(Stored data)
□ □ □ □

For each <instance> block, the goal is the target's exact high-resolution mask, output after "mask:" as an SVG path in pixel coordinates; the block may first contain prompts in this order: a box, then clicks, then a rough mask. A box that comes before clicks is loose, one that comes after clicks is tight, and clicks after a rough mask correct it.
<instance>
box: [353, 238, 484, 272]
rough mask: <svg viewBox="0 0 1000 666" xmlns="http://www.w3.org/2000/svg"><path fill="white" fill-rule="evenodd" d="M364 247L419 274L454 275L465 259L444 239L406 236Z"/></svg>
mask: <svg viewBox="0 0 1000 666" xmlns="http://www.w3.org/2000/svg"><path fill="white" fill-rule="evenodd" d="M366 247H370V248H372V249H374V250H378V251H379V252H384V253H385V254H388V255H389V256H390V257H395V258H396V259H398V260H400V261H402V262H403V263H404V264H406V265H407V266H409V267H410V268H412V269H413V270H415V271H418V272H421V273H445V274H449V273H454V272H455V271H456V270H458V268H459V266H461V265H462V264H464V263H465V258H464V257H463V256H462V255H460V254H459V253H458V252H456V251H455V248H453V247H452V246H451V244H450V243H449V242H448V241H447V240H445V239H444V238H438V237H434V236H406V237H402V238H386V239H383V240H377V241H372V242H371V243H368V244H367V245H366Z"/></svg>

□ □ □ □

[THE PROBLEM] Lines from the top of the entries through the line with "box: [353, 238, 484, 272]" are to be transcribed exactly, and nothing more.

[REPLY TO THE EXERCISE]
For each <instance> block, the goal is the target's exact high-resolution mask, output after "mask:" as an SVG path in pixel coordinates; the block may first contain prompts in this order: a box, then clicks, then a rough mask. A box that comes before clicks is loose, one that comes after clicks is tight, and clicks after a rough mask correct it.
<instance>
box: [353, 238, 484, 272]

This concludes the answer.